:: BLOCO DE TEXTO

Comissão Nacional da Verdade
A Câmara aprovou a Comissão Nacional da Verdade em reunião tensa e com um acordo obtido aos 47 minutos do segundo tempo. A meu juízo o acordo não alterou a essência da CNV. Não poderão ser indicados dirigentes partidários, pessoas que detenham cargos comissionados ou que não tenham condições de atuar com imparcialidade. Parece-me óbvio que a própria presidenta usaria estes critérios.
O importante é que foi aprovada a Comissão Nacional da Verdade, com sete pessoas éticas, íntegras e comprometidas com os direitos humanos e que passarão à limpo as violações na ditadura e produzirão um relatório ao cabo de dois anos.
A CNV terá o poder de convocar pessoas e de requisitar documentos em qualquer grau de sigilo. Agora o projeto irá para o Senado.
CNV: eu estive lá
Como ex-deputado pude acompanhar dentro do plenário desde as 13 horas até o final, depois das 23 horas. Minha presença foi saudada na tribuna por vários deputados como Amauri Teixeira (no exercício da presidência), Luiza Erundina, Janete Pietá, Emiliano José, Domingos Dutra, Assis Couto. E fora da tribuna por dezenas de deputados de todos os partidos.
Mas minha presença provocou a ira descontrolada do deputado Jair Bolsonaro que, em todas as intervenções, dirigiu-se a mim de forma provocativa e até truculenta, mas não é levado a sério.
De algum modo pude contribuir, dialogando com deputados do PSOL, com Luiza Erundina e deputados do PT com críticas de boa fé e com deputados confusos quanto ao projeto da CNV.

::::

### INSTRUÇÕES DA TAREFA
Escreva a continuação do texto sobre a aprovação da Comissão Nacional da Verdade na Câmara, começando logo após a última frase dele.

:: MATERIAL FORNECIDO

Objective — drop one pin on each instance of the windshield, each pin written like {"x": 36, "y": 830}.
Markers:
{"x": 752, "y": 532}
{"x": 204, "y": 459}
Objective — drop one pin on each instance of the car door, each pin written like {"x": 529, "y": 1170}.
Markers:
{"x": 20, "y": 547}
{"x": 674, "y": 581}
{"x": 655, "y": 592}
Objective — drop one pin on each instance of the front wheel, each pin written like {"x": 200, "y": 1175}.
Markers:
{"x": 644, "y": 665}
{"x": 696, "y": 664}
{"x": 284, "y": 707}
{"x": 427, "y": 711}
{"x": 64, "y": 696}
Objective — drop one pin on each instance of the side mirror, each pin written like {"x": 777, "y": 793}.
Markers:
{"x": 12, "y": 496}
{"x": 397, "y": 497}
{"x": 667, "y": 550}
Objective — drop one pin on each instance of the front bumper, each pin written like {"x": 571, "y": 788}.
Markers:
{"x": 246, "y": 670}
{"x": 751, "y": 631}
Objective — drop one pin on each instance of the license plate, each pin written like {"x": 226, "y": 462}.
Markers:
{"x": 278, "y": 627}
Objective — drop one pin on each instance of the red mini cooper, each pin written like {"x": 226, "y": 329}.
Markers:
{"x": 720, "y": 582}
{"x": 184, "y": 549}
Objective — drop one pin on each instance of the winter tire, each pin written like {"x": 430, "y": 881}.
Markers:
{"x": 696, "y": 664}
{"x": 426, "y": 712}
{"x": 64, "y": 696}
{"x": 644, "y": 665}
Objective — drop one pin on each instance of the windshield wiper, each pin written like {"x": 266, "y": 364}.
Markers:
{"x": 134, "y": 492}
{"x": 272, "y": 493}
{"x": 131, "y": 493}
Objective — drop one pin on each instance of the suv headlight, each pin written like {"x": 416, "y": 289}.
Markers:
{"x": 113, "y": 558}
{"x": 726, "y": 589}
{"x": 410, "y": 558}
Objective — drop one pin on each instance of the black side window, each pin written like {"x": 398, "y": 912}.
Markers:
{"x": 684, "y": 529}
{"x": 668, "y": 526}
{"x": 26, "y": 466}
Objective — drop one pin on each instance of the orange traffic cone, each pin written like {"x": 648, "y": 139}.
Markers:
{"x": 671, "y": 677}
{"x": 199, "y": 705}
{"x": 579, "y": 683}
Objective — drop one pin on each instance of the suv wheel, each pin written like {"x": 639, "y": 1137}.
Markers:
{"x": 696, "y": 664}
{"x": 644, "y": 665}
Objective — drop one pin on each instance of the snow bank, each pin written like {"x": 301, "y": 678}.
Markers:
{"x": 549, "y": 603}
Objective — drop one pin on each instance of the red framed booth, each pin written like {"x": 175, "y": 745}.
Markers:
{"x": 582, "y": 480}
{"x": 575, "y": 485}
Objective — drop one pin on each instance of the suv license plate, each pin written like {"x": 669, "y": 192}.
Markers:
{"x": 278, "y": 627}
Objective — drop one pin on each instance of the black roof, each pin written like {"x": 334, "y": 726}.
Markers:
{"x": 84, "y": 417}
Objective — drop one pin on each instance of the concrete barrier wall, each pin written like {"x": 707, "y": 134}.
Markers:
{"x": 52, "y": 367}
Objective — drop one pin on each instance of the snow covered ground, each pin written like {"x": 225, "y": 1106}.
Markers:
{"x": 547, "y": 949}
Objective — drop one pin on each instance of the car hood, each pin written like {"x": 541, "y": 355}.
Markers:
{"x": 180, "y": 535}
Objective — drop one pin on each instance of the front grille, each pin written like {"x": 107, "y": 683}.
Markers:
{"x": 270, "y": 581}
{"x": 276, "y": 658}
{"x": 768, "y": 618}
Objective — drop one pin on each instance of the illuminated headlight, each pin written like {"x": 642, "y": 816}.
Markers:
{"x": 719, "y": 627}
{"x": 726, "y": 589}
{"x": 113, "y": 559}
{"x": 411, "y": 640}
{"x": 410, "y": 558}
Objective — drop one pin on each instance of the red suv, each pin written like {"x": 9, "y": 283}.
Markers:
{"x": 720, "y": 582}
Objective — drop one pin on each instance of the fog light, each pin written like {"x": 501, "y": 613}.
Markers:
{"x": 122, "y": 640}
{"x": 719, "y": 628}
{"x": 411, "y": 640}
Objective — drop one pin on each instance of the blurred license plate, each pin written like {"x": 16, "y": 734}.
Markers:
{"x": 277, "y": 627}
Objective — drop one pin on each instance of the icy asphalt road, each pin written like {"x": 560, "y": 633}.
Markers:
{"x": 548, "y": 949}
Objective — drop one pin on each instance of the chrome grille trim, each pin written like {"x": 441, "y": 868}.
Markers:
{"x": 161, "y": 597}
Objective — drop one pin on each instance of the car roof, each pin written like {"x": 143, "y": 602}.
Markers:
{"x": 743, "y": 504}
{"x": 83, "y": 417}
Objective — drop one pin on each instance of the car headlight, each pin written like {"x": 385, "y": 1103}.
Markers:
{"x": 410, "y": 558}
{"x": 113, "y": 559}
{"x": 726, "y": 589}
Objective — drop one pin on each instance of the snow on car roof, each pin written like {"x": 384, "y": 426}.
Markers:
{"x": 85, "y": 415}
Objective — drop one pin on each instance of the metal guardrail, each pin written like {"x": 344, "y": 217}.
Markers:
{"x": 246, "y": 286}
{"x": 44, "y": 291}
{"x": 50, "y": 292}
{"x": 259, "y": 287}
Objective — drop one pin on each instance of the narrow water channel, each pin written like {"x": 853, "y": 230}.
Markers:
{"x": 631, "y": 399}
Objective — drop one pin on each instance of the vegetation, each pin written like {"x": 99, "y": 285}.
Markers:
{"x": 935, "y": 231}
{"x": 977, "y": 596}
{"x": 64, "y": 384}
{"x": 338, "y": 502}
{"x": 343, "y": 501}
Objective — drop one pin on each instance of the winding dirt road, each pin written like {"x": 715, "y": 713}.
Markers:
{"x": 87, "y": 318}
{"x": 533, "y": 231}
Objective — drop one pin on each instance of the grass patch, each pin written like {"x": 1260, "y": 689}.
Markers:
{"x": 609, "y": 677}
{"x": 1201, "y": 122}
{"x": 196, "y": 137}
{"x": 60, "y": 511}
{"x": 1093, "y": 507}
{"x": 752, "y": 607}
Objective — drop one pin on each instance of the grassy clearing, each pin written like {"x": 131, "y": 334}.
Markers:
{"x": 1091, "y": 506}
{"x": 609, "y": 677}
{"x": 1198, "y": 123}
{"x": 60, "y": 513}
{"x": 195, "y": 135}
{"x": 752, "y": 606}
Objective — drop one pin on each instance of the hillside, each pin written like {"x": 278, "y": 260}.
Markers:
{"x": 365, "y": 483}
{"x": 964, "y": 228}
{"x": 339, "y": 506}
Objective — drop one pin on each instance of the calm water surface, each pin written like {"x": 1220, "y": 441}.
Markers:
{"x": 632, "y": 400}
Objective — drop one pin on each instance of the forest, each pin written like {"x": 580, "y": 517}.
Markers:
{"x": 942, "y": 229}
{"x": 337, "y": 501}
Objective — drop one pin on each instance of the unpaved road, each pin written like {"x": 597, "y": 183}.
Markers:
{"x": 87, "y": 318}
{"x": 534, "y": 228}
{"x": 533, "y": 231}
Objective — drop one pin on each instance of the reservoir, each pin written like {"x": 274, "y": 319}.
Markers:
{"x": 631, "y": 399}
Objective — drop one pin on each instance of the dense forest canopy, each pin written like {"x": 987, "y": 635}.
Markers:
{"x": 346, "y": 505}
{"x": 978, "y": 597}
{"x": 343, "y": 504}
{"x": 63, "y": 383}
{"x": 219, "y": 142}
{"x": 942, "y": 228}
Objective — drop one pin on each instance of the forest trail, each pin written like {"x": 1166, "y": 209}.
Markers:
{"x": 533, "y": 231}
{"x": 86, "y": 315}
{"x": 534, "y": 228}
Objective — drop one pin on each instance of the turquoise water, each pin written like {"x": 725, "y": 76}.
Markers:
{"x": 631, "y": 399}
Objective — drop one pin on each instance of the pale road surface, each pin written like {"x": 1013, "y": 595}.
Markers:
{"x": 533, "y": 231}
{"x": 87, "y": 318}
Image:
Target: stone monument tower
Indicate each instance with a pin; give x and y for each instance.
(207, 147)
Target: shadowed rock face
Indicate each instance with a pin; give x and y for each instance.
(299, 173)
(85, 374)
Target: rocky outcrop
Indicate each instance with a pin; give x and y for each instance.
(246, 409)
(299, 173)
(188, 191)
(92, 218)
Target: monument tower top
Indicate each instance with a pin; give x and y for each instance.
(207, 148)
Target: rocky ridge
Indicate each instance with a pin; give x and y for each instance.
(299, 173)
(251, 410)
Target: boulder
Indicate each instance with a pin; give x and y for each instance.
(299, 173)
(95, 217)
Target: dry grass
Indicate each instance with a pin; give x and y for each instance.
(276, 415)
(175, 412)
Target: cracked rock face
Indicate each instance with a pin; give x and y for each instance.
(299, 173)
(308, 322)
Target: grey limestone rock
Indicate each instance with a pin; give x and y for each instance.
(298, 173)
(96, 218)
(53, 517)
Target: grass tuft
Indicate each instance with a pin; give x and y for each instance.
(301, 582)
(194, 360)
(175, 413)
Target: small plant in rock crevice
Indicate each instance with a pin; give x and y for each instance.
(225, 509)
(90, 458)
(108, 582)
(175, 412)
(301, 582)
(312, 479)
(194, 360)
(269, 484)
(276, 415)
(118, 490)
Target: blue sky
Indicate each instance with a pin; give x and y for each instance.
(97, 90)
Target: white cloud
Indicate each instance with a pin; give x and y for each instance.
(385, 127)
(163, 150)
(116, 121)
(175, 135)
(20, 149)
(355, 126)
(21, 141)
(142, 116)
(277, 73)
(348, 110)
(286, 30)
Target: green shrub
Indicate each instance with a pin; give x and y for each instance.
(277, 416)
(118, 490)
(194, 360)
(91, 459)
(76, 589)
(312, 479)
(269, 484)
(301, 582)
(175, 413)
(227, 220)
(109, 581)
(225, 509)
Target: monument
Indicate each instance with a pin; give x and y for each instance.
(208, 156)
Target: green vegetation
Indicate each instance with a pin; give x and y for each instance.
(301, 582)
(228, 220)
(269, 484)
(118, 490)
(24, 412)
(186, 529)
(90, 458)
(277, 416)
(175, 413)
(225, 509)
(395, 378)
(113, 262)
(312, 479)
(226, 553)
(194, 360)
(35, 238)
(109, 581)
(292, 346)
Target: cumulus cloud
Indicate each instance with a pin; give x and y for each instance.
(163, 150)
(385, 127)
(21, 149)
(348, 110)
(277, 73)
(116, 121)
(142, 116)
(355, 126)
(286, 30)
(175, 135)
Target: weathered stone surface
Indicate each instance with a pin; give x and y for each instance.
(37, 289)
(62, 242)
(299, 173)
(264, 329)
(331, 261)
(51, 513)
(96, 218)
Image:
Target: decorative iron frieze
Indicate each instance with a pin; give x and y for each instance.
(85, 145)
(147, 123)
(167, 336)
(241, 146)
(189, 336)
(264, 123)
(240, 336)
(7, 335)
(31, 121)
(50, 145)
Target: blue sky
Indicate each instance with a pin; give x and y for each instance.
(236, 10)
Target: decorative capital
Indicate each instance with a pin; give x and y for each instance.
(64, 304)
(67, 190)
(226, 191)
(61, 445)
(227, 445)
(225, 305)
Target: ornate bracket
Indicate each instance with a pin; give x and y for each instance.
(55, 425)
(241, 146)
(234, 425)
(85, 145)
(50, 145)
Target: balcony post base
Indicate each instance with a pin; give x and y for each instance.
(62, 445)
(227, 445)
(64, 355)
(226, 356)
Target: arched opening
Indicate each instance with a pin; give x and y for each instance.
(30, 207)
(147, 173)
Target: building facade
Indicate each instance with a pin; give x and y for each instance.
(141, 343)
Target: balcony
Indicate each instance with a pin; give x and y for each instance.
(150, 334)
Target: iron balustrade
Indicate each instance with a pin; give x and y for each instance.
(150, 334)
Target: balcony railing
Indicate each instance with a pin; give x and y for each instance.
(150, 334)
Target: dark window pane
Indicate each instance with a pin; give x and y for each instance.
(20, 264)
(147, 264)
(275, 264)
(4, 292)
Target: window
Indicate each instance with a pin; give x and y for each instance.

::::

### RESPOSTA
O projeto despertou também o reacionarismo, o quanto para alguns a democracia é palavra vazia. Mas somente 42 votaram contra a urgência, querendo postergar a votação. Foram 351 votos que permitiram a aprovação na mesma histórica noite de 21 de setembro, dia do começo da primavera.
CNV: artistas e intelectuais aprovaram
Nada menos que 300 artistas e intelectuais assinaram um manifesto pela Comissão Nacional da Verdade, articulado por Emir Sader, Fernando Morais, Boff e outros. Encabeçaram Chico Buarque, Caetano, Gil, Galeano, Marilena Chauí, Noam Chomsky, Marieta Severo, Letícia Sabatella, Edu Lobo, Ivan Lins, João Bosco, Paulo Betti, Alceu Valença, Silvio Tendler, Daniela Mercury, Francis Hime, só pessoas do bem, da música, TV, teatro, literatura, imprensa, academia.
Poderia ter outras 300 ou mais, pois é uma causa da democracia, do projeto de nação.